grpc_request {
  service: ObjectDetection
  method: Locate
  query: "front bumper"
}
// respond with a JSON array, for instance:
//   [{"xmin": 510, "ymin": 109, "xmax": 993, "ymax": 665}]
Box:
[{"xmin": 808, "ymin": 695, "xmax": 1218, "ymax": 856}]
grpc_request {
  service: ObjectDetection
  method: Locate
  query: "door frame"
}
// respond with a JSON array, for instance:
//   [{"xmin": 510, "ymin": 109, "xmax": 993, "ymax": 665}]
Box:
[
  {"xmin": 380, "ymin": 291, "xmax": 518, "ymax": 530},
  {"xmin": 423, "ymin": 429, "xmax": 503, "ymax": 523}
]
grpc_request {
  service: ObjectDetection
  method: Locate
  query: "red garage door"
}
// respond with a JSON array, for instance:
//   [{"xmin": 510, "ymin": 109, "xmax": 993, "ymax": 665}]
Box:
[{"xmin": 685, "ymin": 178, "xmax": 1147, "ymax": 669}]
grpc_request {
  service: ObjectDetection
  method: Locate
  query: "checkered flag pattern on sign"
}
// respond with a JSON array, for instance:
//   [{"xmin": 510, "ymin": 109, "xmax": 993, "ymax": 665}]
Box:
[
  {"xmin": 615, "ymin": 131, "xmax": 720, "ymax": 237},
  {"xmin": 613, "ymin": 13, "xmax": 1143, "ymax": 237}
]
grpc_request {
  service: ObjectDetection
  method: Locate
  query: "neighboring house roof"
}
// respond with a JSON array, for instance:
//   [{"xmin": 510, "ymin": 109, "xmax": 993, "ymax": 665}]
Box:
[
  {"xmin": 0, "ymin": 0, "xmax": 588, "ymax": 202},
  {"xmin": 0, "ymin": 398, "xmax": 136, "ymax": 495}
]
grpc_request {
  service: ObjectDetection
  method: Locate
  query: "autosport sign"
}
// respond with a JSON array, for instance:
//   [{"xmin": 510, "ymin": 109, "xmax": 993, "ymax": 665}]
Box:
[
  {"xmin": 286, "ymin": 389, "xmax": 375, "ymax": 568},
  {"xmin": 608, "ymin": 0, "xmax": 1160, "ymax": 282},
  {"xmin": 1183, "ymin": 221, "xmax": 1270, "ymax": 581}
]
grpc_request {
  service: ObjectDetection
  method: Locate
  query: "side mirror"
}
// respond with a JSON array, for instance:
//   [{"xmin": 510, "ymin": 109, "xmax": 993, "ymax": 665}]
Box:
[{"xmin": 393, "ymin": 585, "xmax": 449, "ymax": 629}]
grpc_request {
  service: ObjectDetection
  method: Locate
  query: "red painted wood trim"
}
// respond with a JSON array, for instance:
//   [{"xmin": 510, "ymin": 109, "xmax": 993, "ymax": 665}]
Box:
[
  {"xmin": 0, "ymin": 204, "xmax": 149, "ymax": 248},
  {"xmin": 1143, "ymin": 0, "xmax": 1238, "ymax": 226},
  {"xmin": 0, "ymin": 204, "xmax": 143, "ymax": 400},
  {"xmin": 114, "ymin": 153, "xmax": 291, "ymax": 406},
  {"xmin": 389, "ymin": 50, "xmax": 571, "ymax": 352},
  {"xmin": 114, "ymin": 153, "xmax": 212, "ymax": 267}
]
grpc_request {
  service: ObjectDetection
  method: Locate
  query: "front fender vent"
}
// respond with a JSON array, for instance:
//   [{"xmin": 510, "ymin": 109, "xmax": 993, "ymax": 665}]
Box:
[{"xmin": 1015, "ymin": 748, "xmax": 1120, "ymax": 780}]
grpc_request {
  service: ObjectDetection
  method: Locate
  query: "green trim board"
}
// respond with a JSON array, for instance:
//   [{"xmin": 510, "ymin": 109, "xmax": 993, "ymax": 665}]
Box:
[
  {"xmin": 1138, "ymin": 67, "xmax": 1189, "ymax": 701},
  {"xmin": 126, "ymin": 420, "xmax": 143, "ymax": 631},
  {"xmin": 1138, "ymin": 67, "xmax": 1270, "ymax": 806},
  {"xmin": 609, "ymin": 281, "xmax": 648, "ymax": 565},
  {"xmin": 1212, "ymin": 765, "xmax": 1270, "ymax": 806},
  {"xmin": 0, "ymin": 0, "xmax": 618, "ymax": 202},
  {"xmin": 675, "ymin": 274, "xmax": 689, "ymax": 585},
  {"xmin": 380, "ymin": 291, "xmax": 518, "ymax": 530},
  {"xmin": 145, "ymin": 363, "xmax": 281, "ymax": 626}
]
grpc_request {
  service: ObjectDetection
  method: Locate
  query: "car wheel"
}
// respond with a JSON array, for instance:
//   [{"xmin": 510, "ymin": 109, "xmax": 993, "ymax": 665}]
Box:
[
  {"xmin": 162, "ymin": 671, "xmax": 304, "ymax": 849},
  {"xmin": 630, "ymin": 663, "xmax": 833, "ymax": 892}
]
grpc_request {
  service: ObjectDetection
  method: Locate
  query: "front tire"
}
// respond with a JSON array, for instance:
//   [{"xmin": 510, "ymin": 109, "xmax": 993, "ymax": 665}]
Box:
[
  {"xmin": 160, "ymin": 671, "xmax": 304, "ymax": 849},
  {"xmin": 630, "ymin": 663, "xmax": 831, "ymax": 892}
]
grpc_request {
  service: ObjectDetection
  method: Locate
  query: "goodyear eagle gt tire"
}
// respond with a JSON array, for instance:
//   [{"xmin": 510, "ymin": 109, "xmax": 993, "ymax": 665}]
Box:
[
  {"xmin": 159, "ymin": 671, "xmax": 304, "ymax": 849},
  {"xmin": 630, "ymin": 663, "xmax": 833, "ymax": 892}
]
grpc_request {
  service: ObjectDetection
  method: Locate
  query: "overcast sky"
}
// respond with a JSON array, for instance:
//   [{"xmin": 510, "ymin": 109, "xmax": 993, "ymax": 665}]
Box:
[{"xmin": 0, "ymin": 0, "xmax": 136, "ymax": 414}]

What the task asks.
Copy down the material exactly as written.

Response to this exercise.
grpc_request {
  service: ObjectDetection
  method: Locate
  query: "front bumper"
}
// respond with a JSON array, for instance:
//   [{"xmin": 510, "ymin": 109, "xmax": 993, "ymax": 665}]
Box:
[{"xmin": 808, "ymin": 695, "xmax": 1218, "ymax": 856}]
grpc_request {
  service: ObjectDetection
  method: Locate
  query: "door frame"
}
// respond with a JSON array, for instance:
//   [{"xmin": 510, "ymin": 109, "xmax": 993, "ymax": 665}]
Box:
[
  {"xmin": 380, "ymin": 291, "xmax": 518, "ymax": 530},
  {"xmin": 423, "ymin": 429, "xmax": 503, "ymax": 523}
]
grpc_request {
  service: ObjectDetection
  method: Locate
  query: "red garage door"
}
// respond with a JSON array, for instance:
//   [{"xmin": 510, "ymin": 109, "xmax": 993, "ymax": 665}]
Box:
[{"xmin": 685, "ymin": 178, "xmax": 1147, "ymax": 669}]
grpc_request {
  service: ObjectDetection
  method: Locate
  query: "checkered flag pattern on sign"
}
// respond with a JSON array, for instance:
//   [{"xmin": 510, "ymin": 109, "xmax": 993, "ymax": 665}]
Box:
[
  {"xmin": 615, "ymin": 131, "xmax": 720, "ymax": 237},
  {"xmin": 613, "ymin": 13, "xmax": 1143, "ymax": 237}
]
grpc_request {
  service: ObjectDetection
  method: Locate
  query: "neighboring house roof"
}
// respond with a JSON array, for instance:
//   [{"xmin": 510, "ymin": 109, "xmax": 993, "ymax": 665}]
Box:
[
  {"xmin": 0, "ymin": 0, "xmax": 588, "ymax": 202},
  {"xmin": 0, "ymin": 398, "xmax": 136, "ymax": 495}
]
grpc_request {
  service: ObjectDetection
  method: Locate
  query: "autosport sign"
}
// respond with a JSON array, for instance:
//   [{"xmin": 510, "ymin": 109, "xmax": 993, "ymax": 665}]
Box:
[
  {"xmin": 286, "ymin": 389, "xmax": 375, "ymax": 568},
  {"xmin": 608, "ymin": 0, "xmax": 1160, "ymax": 282},
  {"xmin": 1183, "ymin": 221, "xmax": 1270, "ymax": 581}
]
grpc_request {
  service: ObjectDetection
  method: Locate
  query: "side mirror"
}
// respond with a JSON array, for instance:
//   [{"xmin": 510, "ymin": 109, "xmax": 993, "ymax": 665}]
Box:
[{"xmin": 393, "ymin": 585, "xmax": 449, "ymax": 629}]
grpc_request {
  service: ObjectDetection
  method: Locate
  query: "red painted wood trim"
}
// respond with a JSON array, for instance:
//   [{"xmin": 510, "ymin": 109, "xmax": 993, "ymax": 665}]
Box:
[
  {"xmin": 0, "ymin": 204, "xmax": 149, "ymax": 248},
  {"xmin": 1143, "ymin": 0, "xmax": 1238, "ymax": 226},
  {"xmin": 0, "ymin": 204, "xmax": 143, "ymax": 400},
  {"xmin": 114, "ymin": 153, "xmax": 291, "ymax": 406},
  {"xmin": 389, "ymin": 50, "xmax": 571, "ymax": 352},
  {"xmin": 114, "ymin": 153, "xmax": 212, "ymax": 267}
]
grpc_request {
  service: ObjectDetection
  method: Locate
  query: "front fender vent"
}
// respond with a JSON array, for instance:
//   [{"xmin": 510, "ymin": 109, "xmax": 993, "ymax": 665}]
Box:
[{"xmin": 1015, "ymin": 748, "xmax": 1120, "ymax": 780}]
grpc_request {
  service: ObjectDetection
  method: Locate
  query: "green trim board"
}
// respond with a JSON array, for instance:
//   [{"xmin": 510, "ymin": 109, "xmax": 993, "ymax": 665}]
Box:
[
  {"xmin": 1138, "ymin": 67, "xmax": 1189, "ymax": 701},
  {"xmin": 126, "ymin": 420, "xmax": 143, "ymax": 631},
  {"xmin": 1138, "ymin": 67, "xmax": 1270, "ymax": 806},
  {"xmin": 609, "ymin": 281, "xmax": 648, "ymax": 565},
  {"xmin": 1212, "ymin": 765, "xmax": 1270, "ymax": 806},
  {"xmin": 0, "ymin": 0, "xmax": 618, "ymax": 202},
  {"xmin": 675, "ymin": 274, "xmax": 689, "ymax": 585},
  {"xmin": 380, "ymin": 291, "xmax": 518, "ymax": 530},
  {"xmin": 145, "ymin": 363, "xmax": 281, "ymax": 626}
]
grpc_request {
  service: ObjectDetection
  method: Locate
  query: "car wheel"
}
// respond with a JSON array, for instance:
//   [{"xmin": 510, "ymin": 109, "xmax": 993, "ymax": 665}]
Box:
[
  {"xmin": 162, "ymin": 671, "xmax": 304, "ymax": 849},
  {"xmin": 630, "ymin": 663, "xmax": 833, "ymax": 892}
]
grpc_request {
  service: ObjectDetection
  method: Locate
  query: "front tire"
}
// respond with a JSON array, for instance:
//   [{"xmin": 510, "ymin": 109, "xmax": 993, "ymax": 665}]
Box:
[
  {"xmin": 160, "ymin": 671, "xmax": 304, "ymax": 849},
  {"xmin": 630, "ymin": 663, "xmax": 831, "ymax": 892}
]
grpc_request {
  service: ObjectDetection
  method: Locate
  query: "goodyear eagle gt tire"
}
// respond with a JSON array, for instance:
//   [{"xmin": 510, "ymin": 109, "xmax": 993, "ymax": 665}]
Box:
[
  {"xmin": 159, "ymin": 671, "xmax": 304, "ymax": 849},
  {"xmin": 630, "ymin": 663, "xmax": 833, "ymax": 892}
]
grpc_request {
  service: ObjectDetection
  method: Locate
  query: "overcast sky"
}
// respond with a JSON array, for instance:
//   [{"xmin": 510, "ymin": 109, "xmax": 993, "ymax": 665}]
Box:
[{"xmin": 0, "ymin": 0, "xmax": 136, "ymax": 414}]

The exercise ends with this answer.